[Exercise description] Filter the lines below, keeping each one that holds "positive".

[Data listing]
▽

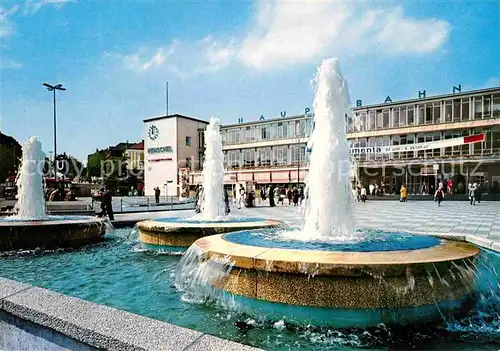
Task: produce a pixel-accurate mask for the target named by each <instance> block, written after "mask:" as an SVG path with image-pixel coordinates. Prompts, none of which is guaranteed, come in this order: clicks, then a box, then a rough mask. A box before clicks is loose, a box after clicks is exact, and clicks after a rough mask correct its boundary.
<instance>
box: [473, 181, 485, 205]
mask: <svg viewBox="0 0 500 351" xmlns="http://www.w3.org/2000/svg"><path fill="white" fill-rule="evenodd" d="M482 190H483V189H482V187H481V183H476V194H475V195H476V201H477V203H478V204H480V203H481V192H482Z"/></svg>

△
▽

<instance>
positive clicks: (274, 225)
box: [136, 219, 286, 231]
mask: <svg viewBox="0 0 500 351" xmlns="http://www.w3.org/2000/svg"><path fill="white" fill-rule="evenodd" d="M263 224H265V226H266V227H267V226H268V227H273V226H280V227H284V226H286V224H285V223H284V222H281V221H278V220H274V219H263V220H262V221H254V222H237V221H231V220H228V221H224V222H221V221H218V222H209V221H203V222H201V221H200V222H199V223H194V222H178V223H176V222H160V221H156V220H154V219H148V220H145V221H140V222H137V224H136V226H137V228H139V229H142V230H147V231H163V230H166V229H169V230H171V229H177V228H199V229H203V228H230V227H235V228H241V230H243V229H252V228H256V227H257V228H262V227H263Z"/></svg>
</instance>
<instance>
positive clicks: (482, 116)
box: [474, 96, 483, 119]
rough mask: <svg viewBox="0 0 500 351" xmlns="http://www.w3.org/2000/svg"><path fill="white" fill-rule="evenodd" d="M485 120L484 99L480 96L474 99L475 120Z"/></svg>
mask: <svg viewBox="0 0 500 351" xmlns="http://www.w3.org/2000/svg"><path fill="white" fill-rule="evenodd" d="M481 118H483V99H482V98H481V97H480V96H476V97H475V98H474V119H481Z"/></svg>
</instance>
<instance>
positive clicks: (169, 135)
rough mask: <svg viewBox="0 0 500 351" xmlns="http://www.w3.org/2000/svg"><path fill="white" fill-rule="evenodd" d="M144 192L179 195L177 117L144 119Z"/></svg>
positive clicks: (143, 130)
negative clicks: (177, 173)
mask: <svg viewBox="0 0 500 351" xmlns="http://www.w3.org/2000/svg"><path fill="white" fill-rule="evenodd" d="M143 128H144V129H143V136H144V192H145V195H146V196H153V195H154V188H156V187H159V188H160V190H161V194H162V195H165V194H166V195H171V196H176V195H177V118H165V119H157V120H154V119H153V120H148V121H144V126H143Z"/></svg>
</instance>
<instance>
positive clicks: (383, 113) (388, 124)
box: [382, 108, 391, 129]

△

[Solved exercise]
positive clicks: (274, 225)
positive clicks: (482, 116)
positive clicks: (169, 135)
positive clicks: (143, 130)
positive clicks: (383, 113) (388, 124)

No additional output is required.